───── SELECTED EXTRACT ─────
Why use Bracken instead of Kraken?
by Jennifer Lu and Steven Salzberg
Kraken is a very fast, accurate program for classifying metagenomic sequencing data. It takes a set of reads, contigs, or other DNA sequences and for assigns a taxonomic label (species, genus, etc.) to each one. Last year we discovered that some people were using Kraken directly for abundance estimation – for estimating the relative proportions of species in a sample – and were publishing papers based on the assumption that Kraken’s output can be used this way. However, this is incorrect. If you give Kraken a set of metagenomic reads to classify, it will assign to each read the most specific label it can. Many times, though, these labels are not at the species level. For instance, if a 150bp read is 100% identical to two different species, Kraken will assign it to their lowest common ancestor (LCA), which could be at the genus level or higher. For a sample containing two or more highly similar species, this means that the number of species-specific reads may be far less than expected. (We should note that Kraken often assigns reads at the strain level as well.)
───── EXTRACTED ENTRIES ─────
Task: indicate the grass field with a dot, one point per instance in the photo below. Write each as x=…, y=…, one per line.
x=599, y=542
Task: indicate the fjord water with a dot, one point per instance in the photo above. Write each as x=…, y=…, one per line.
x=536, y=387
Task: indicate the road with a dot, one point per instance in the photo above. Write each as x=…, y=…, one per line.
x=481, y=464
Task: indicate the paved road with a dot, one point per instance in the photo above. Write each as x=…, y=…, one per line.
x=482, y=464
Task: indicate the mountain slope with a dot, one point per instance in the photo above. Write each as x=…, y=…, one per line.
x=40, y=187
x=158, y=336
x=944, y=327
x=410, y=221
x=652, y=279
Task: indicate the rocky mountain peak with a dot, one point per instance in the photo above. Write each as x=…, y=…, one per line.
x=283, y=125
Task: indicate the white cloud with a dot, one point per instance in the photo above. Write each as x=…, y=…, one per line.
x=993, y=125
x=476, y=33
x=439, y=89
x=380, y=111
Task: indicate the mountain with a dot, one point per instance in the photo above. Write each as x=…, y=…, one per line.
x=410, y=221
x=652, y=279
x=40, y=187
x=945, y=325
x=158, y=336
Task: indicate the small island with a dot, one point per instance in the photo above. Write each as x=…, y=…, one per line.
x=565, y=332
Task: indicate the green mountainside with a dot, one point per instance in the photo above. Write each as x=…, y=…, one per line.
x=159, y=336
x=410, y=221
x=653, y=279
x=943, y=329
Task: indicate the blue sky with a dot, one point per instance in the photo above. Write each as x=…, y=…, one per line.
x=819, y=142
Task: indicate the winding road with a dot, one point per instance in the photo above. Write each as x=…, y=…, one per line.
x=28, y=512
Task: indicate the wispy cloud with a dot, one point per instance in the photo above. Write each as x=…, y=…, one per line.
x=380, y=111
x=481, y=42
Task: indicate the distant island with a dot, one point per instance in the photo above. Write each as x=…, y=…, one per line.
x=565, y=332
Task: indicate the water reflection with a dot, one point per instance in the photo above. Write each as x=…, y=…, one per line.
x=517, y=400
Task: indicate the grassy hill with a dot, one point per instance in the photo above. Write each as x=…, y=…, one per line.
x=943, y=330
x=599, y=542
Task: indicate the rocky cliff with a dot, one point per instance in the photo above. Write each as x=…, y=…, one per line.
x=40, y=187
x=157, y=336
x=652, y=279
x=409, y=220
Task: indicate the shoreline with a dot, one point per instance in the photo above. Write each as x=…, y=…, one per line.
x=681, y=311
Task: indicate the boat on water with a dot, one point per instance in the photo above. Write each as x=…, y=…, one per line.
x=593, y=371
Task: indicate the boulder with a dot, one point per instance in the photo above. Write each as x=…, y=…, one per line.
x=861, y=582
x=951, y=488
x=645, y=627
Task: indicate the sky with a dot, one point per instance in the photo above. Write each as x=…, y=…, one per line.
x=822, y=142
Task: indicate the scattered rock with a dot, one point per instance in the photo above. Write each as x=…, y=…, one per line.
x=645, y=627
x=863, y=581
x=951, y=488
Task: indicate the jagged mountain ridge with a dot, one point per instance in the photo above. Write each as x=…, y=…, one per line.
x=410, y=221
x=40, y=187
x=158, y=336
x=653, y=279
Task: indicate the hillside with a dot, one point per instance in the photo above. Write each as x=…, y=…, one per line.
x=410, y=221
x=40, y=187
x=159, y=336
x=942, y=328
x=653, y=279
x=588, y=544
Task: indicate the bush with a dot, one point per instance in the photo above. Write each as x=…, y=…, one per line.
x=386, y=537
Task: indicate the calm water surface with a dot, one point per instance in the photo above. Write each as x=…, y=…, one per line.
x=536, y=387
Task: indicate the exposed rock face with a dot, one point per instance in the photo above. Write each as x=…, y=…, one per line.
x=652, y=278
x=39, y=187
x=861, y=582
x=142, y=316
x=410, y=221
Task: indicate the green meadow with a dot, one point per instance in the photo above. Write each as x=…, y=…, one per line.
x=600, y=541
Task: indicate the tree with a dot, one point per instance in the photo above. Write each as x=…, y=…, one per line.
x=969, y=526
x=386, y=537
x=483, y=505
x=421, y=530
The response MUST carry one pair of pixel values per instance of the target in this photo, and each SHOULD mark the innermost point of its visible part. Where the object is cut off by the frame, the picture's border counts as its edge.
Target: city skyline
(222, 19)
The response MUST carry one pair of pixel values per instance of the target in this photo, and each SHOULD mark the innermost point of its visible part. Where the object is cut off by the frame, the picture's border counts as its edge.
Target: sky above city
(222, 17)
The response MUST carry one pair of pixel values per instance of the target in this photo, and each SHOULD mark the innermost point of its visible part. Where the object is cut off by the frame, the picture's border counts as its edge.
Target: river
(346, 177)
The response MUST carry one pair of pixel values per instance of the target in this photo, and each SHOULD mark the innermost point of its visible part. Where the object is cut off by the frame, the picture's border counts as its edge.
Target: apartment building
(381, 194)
─────
**TASK**. In the text on Bracken and Kraken above, rewrite the paragraph beginning "Kraken is a very fast, accurate program" as a short bulleted list that keeps its main facts.

**SOLUTION**.
- Kraken is a fast, accurate program that classifies metagenomic sequencing data by giving each read, contig, or other DNA sequence a taxonomic label such as species or genus.
- Some researchers used Kraken's output directly to estimate the relative proportions of species in a sample and published papers on that basis. This use is incorrect.
- Kraken gives each read the most specific label it can, but that label is often not at the species level.
- For example, a 150bp read that is 100% identical to two species is assigned to their lowest common ancestor, which may be at the genus level or higher.
- As a result, in a sample with two or more highly similar species, far fewer reads may be assigned to each species than expected.
- Kraken also often assigns reads at the strain level.